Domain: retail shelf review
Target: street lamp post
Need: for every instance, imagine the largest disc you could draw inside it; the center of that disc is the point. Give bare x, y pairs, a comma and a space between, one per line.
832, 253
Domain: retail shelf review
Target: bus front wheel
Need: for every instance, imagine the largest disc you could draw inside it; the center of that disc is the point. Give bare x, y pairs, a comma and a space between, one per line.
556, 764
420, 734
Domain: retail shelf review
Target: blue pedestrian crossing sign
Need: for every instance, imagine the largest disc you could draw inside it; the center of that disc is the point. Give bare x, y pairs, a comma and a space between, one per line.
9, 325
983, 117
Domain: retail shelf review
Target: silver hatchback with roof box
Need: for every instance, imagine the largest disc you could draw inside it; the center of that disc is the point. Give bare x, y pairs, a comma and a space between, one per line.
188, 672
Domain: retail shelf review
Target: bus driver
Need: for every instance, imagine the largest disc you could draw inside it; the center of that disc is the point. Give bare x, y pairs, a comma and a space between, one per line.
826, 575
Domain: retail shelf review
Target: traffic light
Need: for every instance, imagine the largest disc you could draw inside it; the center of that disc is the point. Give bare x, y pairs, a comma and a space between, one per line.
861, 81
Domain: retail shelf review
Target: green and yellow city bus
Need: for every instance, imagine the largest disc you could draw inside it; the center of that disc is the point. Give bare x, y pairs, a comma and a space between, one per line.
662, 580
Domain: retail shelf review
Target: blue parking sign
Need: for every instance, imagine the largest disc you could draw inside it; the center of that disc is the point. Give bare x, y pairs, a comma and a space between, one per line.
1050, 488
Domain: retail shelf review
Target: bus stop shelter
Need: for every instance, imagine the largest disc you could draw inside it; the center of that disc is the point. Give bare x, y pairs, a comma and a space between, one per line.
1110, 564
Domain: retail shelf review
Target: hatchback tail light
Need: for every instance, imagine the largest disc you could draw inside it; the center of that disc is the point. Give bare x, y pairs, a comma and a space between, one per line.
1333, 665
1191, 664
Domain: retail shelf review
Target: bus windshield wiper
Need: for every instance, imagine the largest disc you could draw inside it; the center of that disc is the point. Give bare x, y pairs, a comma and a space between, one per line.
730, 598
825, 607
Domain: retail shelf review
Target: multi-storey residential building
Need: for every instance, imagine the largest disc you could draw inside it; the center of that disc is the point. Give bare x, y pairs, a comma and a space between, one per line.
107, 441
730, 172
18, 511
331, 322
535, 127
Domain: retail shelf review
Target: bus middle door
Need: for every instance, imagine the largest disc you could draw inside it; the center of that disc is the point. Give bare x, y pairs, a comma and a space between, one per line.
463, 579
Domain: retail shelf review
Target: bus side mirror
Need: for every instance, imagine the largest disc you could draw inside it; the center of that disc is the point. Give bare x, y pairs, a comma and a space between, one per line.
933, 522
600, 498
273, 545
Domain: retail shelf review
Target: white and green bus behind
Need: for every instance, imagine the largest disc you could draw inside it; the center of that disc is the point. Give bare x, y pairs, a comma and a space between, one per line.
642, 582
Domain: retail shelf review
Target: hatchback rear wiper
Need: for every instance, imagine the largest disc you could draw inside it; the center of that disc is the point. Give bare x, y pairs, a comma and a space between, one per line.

--------------------

Recopy the entries above exactly, with every line included.

__CORRECT ANSWER__.
Domain: retail shelf review
Target: street lamp post
Need: for every instance, imagine the largest disc you could draw inside it; the center of that disc is the point. Give bare x, y pairs, a comma and a space between, one per line.
832, 253
Domain: retail shelf review
Target: bus front wheel
Need: for every instance, imagine the largest disc you could draw inside it; the center of that disc is the point. Give bare x, y pairs, a comma and a space between, one per line.
556, 764
420, 734
Domain: retail shelf review
Target: blue pedestrian crossing sign
Need: for every instance, imagine the largest disc you could draw inside it; the center of that disc is the point. Give bare x, y pairs, a comma and a space between, one per line.
9, 325
983, 117
Domain: retail shelf review
Target: silver hatchback with roof box
Need: for every instance, imagine the largest disc you could draw inside it; the center of that disc is the point. Give bare x, y pairs, a comma and a space between, one per line.
188, 672
Domain: retail shelf review
Target: bus driver
Need: for every instance, imagine the largest disc you could draw inside it; the center of that disc is the point. Give bare x, y pairs, a comma and a space between, one per line.
826, 575
Domain: retail shelf review
Target: traffic light
Need: for every instance, imagine the largest disc you could draw inside it; the center of that disc is the point. Give bare x, y pairs, a comma and a space between, one per line.
861, 81
Domain: retail shelf review
Target: green and yellow city bus
Need: for every instance, imagine the largest disc you could draw inside it; the center of that disc is the point. Give bare x, y pairs, a comma and a space between, one per line.
662, 580
Domain: retail shelf review
Target: blue parking sign
Need: for every instance, imagine the largest disc you could draw inside it; the center of that disc is the point. Give bare x, y pairs, a comma and a space between, one per line.
1050, 488
Domain: retail shelf review
Target: bus stop shelter
Need: for every instance, imagine the largest disc you could draw inside it; the center of that disc is the point. Give bare x, y pairs, a comma and a space between, one per line.
1110, 564
Domain: retail shelf review
Target: hatchback tail light
Need: for every instance, imagine the largest disc you could draw inside it; the center of that disc is the point. Give bare x, y pairs, a comma and a space between, one per line.
1333, 665
1191, 664
Domain: retail shelf review
Target: bus windshield wiper
Need: for every instance, imagine the largest disc you could draw inside it; the center of that disc is the point. Give bare x, y pairs, a comma and a space between, one per line.
730, 598
825, 607
Domain: retail shelf review
Target: multi-storey residential building
Need: for every instance, imagine the largest disc you could draw inside it; the center of that disc is the point. Give bare x, y pairs, a comma and a space between, one per line.
107, 441
730, 172
18, 511
331, 322
535, 127
Domain: retail shelf review
Target: bus middle door
Need: for every instance, imagine the largest disc you could draw inside it; the center of that disc is the point. Give bare x, y pairs, a comma and a space between, one per line.
463, 579
Domain: retail shelf review
Target: bus side mirror
Need: for every instance, imagine the largest disc you could draw inside it; the center of that disc is the point. Give bare x, y pairs, a comma and a space between, one per line.
933, 522
600, 498
273, 545
Domain: retail shelf review
Target: white and green bus behind
Need: for every instance, imagine the largest disc you could draw inside it; the center of that disc is the point. Give bare x, y pairs, a comma and a space between, one per line.
642, 582
Domain: retail shelf review
Target: hatchback rear wiper
Need: for every instance, imagine the largest disc you could draw inside it; the center of that disc is the point. Give bare x, y pairs, a comma and a space between, one per line.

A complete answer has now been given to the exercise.